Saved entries
##############################
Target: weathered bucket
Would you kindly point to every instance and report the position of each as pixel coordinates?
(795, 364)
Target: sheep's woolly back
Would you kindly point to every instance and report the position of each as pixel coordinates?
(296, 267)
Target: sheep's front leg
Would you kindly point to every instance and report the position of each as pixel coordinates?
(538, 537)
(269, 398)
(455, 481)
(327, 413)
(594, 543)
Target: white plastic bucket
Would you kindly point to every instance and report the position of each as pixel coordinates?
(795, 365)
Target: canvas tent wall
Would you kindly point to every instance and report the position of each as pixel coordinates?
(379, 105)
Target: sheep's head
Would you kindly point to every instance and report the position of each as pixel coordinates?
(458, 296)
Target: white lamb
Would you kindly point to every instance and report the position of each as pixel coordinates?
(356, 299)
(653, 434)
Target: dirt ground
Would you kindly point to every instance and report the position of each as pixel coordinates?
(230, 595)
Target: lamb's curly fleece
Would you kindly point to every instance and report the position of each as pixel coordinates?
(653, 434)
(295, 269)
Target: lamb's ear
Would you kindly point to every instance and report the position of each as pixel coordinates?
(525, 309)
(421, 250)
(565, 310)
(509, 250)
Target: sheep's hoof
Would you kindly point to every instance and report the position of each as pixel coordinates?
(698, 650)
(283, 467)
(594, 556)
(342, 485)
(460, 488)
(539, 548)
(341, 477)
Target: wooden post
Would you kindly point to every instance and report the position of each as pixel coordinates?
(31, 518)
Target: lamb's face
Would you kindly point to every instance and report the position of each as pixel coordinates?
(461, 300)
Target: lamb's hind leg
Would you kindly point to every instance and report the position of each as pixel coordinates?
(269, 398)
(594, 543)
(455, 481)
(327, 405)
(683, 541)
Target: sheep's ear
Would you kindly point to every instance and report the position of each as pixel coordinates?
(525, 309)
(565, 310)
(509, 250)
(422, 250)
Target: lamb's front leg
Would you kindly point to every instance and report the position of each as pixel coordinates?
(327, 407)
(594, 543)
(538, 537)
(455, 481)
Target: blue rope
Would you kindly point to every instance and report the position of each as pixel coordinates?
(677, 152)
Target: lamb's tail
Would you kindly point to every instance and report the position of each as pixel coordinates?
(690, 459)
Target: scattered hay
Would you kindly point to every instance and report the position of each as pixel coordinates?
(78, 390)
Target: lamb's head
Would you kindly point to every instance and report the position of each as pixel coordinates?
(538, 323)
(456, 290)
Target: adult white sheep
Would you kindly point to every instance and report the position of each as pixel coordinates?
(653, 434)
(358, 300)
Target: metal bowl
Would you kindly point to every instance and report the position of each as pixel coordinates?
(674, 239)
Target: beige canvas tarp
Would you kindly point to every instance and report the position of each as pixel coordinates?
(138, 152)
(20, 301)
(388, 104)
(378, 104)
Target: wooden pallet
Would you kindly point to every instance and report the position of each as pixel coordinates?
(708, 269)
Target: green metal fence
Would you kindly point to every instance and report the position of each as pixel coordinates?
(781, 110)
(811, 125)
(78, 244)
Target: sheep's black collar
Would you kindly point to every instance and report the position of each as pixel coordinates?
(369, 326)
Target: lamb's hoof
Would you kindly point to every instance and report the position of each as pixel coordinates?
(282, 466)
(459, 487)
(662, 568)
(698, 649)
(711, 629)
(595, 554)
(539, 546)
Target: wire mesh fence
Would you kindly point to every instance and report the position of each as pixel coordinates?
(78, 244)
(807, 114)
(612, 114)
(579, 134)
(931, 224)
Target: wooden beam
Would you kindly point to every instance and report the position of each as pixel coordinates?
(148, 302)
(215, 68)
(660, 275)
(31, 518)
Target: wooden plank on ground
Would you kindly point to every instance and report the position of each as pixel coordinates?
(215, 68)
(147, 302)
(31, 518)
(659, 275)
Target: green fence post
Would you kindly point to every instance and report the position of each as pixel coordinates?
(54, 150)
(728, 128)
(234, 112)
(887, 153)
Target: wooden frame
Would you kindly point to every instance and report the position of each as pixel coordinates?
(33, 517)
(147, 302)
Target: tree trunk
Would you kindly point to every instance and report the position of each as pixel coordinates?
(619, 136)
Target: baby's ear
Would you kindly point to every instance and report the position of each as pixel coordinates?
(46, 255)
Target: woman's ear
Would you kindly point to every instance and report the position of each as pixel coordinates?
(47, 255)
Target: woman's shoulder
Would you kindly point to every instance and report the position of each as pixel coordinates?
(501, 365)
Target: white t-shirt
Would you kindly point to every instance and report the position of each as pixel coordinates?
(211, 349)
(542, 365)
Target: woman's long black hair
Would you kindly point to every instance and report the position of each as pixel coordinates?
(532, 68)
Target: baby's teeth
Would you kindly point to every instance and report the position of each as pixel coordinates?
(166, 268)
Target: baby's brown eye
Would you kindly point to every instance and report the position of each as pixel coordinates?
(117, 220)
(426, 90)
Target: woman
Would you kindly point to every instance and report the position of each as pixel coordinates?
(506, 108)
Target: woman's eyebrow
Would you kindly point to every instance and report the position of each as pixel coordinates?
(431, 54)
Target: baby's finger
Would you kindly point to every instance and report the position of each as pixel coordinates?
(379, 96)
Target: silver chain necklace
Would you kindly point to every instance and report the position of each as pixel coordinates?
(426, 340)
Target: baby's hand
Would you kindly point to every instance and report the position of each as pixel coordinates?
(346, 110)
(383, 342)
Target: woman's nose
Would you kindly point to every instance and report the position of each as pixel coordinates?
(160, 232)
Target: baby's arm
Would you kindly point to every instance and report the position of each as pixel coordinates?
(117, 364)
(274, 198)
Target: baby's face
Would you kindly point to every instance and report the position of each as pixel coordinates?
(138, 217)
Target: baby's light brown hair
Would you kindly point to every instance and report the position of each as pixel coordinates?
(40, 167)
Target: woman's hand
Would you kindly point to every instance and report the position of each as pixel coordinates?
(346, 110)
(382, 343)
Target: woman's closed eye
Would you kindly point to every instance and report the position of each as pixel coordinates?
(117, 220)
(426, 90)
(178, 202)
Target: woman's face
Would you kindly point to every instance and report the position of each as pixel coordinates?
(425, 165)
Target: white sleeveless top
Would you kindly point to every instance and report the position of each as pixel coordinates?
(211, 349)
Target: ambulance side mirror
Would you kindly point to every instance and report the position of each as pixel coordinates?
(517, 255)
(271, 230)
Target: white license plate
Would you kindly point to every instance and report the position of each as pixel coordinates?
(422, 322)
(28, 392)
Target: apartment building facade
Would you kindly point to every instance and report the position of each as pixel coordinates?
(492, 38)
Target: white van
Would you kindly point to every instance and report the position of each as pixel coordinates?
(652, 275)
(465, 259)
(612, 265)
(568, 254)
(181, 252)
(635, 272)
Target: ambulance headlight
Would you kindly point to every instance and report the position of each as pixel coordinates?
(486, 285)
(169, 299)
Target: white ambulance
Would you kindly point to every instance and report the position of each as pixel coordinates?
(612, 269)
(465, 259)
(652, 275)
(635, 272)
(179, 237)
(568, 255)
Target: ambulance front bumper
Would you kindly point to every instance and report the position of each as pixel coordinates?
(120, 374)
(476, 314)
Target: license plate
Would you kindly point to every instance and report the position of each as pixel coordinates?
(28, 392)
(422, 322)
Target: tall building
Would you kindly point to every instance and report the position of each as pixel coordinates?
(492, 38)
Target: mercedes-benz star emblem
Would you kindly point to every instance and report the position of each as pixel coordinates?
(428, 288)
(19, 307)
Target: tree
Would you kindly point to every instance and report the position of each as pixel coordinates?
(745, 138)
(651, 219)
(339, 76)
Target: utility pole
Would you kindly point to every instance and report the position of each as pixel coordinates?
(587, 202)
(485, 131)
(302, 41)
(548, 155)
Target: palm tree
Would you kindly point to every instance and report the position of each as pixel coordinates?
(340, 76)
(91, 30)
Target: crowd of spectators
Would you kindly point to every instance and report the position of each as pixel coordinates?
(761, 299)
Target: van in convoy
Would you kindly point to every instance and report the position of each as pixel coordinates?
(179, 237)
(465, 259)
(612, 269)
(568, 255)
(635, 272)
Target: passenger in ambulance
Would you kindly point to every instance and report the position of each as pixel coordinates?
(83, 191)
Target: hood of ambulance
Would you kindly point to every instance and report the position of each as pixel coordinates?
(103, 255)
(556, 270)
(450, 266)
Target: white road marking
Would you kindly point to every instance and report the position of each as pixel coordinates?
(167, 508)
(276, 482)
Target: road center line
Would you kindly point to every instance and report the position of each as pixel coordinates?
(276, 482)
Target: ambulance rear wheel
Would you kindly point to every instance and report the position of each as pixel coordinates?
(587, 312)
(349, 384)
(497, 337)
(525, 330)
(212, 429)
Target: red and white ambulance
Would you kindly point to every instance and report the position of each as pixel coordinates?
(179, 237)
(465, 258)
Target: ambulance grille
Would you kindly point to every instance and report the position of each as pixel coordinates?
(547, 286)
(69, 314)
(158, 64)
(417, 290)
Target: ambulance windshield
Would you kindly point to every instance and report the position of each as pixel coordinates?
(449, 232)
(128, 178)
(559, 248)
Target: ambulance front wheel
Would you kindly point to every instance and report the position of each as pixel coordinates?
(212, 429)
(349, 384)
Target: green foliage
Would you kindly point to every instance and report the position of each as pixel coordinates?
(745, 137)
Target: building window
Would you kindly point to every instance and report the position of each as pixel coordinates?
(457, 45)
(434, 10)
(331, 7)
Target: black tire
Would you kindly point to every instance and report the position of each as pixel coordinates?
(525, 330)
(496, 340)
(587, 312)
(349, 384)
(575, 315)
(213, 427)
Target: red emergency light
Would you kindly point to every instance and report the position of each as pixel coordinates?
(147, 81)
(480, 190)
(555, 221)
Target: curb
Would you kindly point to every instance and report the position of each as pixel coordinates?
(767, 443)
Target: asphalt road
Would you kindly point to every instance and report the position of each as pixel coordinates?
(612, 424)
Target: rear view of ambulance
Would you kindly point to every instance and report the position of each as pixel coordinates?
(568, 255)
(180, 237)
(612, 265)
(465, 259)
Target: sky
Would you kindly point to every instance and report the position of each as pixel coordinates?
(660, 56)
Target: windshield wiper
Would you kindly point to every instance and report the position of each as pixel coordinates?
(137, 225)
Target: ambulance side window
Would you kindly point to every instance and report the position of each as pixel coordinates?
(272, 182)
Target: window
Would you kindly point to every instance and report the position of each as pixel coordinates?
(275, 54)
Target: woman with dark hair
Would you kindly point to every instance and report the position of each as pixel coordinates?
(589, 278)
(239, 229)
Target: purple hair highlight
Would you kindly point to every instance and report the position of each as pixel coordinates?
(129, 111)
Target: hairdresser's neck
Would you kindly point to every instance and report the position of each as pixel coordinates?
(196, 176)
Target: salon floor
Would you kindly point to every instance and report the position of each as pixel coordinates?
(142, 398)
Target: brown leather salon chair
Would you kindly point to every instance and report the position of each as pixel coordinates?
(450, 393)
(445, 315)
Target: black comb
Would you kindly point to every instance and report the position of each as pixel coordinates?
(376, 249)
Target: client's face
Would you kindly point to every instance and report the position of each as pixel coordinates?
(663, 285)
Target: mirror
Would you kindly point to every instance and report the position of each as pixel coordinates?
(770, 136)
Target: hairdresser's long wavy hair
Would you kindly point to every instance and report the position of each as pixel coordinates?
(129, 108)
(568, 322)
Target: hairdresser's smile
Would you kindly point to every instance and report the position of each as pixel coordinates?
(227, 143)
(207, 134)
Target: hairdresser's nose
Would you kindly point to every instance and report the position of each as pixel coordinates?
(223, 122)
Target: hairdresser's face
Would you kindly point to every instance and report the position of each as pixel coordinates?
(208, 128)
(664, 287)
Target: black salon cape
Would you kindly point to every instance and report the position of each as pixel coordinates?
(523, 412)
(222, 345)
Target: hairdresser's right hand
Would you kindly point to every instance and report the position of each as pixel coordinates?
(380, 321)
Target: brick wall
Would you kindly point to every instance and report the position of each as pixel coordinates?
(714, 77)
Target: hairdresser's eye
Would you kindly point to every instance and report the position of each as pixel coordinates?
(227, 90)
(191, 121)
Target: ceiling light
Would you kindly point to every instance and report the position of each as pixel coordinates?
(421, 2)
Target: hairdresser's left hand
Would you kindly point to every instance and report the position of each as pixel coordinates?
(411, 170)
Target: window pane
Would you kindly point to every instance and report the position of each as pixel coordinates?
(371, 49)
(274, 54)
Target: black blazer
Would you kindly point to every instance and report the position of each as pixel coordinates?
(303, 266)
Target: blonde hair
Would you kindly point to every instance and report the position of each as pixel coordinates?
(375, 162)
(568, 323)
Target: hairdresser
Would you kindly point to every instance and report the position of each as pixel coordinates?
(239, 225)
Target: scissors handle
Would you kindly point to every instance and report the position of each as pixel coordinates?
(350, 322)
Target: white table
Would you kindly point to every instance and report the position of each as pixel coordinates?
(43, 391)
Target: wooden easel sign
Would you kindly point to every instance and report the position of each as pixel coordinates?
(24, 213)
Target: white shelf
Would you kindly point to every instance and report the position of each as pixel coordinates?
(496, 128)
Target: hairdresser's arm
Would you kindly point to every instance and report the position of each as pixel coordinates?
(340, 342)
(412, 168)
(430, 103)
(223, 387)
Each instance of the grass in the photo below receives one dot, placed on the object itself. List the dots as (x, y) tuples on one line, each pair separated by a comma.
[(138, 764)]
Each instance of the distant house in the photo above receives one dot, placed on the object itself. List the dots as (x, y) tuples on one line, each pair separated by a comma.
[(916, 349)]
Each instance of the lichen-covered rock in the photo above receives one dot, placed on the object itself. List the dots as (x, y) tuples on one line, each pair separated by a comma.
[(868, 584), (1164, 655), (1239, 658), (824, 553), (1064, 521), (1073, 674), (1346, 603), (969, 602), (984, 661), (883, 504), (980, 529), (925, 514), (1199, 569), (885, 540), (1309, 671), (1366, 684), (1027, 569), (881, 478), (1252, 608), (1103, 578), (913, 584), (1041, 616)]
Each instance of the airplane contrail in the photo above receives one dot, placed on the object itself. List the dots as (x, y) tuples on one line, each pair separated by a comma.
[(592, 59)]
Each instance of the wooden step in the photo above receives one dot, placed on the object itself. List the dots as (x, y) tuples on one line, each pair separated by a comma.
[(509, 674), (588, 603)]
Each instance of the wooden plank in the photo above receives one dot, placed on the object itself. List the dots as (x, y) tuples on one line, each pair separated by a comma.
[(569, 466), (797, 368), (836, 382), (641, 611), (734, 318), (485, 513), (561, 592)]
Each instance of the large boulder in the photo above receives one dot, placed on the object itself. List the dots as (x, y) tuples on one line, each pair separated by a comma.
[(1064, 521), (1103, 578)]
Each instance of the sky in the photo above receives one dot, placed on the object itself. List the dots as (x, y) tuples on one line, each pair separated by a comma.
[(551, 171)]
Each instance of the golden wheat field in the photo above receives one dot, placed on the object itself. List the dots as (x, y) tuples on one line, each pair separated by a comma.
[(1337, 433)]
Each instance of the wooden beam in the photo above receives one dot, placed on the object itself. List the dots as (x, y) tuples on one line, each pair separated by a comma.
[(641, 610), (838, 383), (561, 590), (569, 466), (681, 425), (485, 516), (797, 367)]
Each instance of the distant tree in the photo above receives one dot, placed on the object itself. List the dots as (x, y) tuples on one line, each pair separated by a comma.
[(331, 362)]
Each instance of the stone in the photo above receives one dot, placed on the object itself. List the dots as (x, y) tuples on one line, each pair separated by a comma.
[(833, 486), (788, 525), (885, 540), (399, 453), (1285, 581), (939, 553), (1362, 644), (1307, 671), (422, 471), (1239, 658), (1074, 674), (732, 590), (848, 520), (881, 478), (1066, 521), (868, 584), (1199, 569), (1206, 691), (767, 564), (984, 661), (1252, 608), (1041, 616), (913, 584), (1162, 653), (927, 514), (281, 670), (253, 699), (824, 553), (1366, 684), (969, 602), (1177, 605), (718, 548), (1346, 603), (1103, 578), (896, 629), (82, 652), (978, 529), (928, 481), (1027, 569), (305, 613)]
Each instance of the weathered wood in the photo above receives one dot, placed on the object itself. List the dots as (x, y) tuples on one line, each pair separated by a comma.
##############################
Requirement.
From the entries above, work out how many lines include "windshield"; the number is the only answer wanted.

Answer.
2